Instructions to follow
Lines before the one containing "Where can you see the white sleeve?" are excluded. Repeat that line and every line after it, exactly.

Entries supplied
┌──

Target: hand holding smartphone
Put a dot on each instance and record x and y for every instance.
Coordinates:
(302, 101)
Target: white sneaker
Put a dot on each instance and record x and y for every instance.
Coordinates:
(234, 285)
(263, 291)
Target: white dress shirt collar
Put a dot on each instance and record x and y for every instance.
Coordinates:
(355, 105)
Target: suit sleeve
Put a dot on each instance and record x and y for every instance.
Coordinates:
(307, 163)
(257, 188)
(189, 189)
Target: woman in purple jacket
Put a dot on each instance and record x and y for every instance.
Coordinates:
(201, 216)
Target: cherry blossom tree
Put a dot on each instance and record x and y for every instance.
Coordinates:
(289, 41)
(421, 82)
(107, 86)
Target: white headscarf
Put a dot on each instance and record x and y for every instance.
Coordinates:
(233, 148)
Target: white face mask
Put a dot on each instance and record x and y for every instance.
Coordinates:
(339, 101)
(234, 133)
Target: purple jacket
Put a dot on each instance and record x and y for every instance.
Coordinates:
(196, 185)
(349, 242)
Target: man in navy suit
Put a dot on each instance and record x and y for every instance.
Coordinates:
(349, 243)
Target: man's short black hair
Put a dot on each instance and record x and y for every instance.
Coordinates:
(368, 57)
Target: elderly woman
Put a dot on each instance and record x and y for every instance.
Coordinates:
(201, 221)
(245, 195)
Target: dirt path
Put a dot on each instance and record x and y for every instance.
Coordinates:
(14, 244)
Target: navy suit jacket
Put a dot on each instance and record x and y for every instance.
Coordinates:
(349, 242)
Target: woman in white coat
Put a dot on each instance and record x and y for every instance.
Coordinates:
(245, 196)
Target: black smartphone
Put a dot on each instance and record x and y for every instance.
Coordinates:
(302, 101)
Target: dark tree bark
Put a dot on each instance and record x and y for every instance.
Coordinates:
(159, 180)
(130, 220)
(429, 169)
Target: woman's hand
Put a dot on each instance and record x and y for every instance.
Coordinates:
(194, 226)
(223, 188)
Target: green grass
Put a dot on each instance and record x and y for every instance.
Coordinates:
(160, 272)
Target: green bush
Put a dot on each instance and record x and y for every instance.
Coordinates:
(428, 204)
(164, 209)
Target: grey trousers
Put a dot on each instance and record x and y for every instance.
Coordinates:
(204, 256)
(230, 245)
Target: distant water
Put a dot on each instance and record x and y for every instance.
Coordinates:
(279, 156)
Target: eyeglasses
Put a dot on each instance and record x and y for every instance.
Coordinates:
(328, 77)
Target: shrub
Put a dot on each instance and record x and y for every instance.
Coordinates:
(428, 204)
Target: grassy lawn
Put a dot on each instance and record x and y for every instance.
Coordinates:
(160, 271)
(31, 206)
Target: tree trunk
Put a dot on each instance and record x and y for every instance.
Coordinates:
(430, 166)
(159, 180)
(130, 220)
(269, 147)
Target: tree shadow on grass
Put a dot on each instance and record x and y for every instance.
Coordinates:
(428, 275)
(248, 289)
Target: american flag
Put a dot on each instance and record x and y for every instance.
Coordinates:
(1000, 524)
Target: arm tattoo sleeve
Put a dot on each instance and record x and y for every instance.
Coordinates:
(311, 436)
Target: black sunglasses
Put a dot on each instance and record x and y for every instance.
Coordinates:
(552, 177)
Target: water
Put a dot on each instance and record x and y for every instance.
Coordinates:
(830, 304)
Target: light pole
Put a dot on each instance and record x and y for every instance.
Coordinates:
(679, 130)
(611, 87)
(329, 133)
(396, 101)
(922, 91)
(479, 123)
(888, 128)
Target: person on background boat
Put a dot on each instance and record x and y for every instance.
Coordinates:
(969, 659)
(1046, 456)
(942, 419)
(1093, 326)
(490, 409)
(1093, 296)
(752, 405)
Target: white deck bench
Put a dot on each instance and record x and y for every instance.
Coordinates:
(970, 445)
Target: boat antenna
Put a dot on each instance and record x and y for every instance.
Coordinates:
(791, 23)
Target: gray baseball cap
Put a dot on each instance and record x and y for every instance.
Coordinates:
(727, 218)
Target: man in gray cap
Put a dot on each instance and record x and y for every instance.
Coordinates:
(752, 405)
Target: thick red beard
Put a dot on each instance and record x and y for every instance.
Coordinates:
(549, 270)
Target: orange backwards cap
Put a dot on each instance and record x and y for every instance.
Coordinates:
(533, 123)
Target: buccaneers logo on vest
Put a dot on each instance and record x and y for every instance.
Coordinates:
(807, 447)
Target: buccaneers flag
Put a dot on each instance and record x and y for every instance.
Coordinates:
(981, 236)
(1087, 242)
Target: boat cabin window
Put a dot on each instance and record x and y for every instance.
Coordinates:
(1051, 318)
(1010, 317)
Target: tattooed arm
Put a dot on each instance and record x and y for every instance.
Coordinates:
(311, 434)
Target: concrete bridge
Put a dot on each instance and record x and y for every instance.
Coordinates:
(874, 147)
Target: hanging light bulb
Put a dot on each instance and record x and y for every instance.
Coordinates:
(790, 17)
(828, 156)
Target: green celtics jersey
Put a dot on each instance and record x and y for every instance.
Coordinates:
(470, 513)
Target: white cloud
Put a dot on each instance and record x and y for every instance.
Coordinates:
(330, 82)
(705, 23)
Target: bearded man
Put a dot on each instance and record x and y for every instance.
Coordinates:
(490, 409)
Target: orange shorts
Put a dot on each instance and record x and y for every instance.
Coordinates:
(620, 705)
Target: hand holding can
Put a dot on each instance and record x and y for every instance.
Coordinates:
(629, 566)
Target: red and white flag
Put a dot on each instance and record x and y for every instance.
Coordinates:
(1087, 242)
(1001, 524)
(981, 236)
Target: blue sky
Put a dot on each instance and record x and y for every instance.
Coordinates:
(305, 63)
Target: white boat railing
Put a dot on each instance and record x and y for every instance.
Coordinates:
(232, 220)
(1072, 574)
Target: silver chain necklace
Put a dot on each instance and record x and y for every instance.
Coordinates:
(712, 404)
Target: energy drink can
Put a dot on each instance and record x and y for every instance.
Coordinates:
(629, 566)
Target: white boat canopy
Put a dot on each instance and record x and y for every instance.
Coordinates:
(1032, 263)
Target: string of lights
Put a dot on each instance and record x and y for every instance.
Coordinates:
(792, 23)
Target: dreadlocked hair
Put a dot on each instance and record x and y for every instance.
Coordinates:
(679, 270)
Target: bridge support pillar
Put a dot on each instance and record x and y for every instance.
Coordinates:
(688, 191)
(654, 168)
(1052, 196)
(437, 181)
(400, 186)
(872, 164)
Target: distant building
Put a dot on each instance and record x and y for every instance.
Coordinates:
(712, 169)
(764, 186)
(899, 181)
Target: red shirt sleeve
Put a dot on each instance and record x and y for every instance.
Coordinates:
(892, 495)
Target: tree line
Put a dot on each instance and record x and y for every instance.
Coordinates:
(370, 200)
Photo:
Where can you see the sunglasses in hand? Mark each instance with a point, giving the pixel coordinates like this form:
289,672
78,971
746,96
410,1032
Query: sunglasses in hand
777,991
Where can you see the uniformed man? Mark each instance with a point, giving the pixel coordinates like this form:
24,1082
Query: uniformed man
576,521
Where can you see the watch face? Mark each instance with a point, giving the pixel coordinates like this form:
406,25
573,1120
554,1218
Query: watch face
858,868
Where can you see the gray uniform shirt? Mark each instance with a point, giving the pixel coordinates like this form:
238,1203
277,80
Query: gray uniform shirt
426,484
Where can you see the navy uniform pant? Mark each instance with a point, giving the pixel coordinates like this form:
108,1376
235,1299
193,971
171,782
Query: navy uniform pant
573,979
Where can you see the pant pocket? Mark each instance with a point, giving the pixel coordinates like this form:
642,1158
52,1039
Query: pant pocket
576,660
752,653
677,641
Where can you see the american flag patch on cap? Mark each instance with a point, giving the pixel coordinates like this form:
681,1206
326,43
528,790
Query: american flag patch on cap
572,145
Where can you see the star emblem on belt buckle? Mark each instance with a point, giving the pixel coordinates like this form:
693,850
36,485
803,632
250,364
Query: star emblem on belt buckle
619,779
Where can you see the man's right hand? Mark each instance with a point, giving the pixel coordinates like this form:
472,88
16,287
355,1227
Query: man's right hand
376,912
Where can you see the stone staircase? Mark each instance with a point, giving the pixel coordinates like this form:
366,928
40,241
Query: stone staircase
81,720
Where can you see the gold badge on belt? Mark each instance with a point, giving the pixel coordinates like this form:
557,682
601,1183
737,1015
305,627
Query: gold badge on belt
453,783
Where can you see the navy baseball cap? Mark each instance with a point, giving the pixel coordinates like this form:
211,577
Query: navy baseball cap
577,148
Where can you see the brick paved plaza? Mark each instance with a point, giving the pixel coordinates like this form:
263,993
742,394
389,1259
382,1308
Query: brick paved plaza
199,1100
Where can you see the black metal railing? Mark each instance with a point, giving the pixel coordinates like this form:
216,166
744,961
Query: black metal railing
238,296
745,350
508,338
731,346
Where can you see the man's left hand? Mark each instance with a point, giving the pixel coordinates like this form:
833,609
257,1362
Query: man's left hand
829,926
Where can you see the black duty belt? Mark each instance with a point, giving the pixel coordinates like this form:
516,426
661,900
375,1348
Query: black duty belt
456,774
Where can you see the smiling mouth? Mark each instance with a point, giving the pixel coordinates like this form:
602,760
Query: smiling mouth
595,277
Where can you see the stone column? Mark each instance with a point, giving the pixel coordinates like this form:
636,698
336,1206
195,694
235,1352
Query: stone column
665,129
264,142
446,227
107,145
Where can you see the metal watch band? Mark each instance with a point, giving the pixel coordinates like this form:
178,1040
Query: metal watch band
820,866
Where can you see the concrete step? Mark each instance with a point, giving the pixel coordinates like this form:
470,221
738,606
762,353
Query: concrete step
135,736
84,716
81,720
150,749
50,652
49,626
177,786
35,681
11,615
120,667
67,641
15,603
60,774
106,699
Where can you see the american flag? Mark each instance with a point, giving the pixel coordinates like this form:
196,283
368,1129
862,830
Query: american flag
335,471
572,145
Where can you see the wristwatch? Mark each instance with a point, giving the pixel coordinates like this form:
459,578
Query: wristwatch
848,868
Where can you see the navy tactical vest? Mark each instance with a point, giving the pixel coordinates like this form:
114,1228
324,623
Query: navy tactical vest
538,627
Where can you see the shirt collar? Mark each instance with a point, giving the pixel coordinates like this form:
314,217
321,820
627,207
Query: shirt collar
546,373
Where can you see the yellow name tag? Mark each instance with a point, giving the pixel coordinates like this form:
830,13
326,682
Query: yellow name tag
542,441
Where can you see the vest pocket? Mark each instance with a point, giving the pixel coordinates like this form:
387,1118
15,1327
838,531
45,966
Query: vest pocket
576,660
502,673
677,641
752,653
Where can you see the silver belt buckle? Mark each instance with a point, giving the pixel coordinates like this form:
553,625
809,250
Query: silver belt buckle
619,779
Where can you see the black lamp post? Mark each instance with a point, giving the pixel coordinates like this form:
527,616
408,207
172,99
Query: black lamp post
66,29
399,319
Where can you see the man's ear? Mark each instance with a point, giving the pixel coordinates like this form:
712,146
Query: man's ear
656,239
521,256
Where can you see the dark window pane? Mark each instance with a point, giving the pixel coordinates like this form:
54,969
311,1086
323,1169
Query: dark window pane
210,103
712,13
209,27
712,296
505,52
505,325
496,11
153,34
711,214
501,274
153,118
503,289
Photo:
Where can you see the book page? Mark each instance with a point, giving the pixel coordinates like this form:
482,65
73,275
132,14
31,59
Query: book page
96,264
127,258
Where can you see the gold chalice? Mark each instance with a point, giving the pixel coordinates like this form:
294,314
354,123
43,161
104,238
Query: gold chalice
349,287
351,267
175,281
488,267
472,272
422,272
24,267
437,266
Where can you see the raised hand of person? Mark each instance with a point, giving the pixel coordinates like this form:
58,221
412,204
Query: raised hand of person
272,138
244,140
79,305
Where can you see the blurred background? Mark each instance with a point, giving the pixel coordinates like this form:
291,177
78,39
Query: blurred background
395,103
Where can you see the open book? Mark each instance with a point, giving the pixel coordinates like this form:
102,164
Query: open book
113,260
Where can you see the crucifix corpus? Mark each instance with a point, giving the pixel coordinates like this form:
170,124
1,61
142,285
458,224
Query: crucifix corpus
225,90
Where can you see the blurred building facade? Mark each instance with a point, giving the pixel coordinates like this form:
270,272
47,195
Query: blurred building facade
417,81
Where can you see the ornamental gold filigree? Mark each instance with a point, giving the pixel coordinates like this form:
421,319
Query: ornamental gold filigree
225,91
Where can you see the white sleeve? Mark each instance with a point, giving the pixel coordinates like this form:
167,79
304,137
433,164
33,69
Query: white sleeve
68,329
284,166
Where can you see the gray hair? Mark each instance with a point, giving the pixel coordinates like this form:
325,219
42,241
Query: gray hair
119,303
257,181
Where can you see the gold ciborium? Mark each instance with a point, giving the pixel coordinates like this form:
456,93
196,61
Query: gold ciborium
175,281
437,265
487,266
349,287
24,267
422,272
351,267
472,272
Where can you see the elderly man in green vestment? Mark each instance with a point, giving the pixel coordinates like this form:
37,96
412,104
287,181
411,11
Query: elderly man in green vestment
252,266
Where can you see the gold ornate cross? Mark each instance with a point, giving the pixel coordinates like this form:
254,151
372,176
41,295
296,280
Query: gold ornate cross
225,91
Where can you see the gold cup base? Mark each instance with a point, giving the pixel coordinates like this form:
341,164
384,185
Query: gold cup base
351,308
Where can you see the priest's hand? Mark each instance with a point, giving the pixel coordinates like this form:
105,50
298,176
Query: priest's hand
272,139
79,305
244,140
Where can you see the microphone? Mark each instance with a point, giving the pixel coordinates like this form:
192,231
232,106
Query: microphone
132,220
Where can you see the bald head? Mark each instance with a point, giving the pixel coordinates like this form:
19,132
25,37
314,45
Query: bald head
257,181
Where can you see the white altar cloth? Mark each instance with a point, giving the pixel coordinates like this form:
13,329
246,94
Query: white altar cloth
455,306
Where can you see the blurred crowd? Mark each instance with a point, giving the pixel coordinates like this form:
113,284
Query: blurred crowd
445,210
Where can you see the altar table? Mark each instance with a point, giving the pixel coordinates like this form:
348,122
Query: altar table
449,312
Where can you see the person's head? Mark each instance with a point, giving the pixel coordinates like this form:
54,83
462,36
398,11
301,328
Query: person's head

└──

Worked solution
Where can you see the white sleeve? Mark each instance with a point, giving the pixel coordinates like this form:
167,79
304,137
433,164
33,69
Query: white sleeve
68,329
284,166
Where can you see the gray hair? Mark each instance with a point, giving the pixel coordinates like this form:
325,219
42,241
Query: gray hair
119,303
257,181
Where can you see the gold ciborium? Mark each instance with a point, giving the pixel coordinates like this form:
456,93
196,61
Query: gold ciborium
175,281
437,265
487,266
349,287
24,267
422,272
351,267
472,272
Where can you see the elderly man in green vestment? Mark each instance with a point, giving the pixel coordinates like this form:
37,96
412,104
287,181
411,11
Query: elderly man in green vestment
252,266
Where can you see the gold ornate cross? Mark each instance with a point, giving the pixel coordinates like this form:
254,151
372,176
41,295
296,280
Query: gold ornate cross
225,91
Where can you see the gold cup base? Mark each instance with a point, giving the pixel coordinates like this form:
341,164
384,185
Query: gold cup base
351,308
Where can you see the priest's hand? Mark each instance with a point, giving the pixel coordinates like this form:
105,50
298,176
Query: priest's hand
272,139
79,305
244,140
Where can you see the microphone? Mark each instance with a point, giving the pixel coordinates like this form:
192,231
232,106
Query: microphone
132,220
Where can you see the bald head? Mark each instance with a point, giving the pixel coordinates like this form:
19,132
25,37
314,45
Query: bald head
257,181
Where can you see the white altar cloth? Mark each instance with a point, giving the pixel coordinates like this form:
13,329
246,94
Query: white altar cloth
455,306
Where can you see the blurred crowd? Mark each instance with a point, giving the pixel coordinates like this form:
113,284
Query: blurred crowd
445,210
Where can you see the altar table? Mark each instance with a point, giving the pixel coordinates like this form:
348,122
Query: altar table
449,312
Where can you see the person's head? Mark each instance with a point, giving the pixel coordinates like this form:
54,83
462,36
398,11
301,328
Query: person's head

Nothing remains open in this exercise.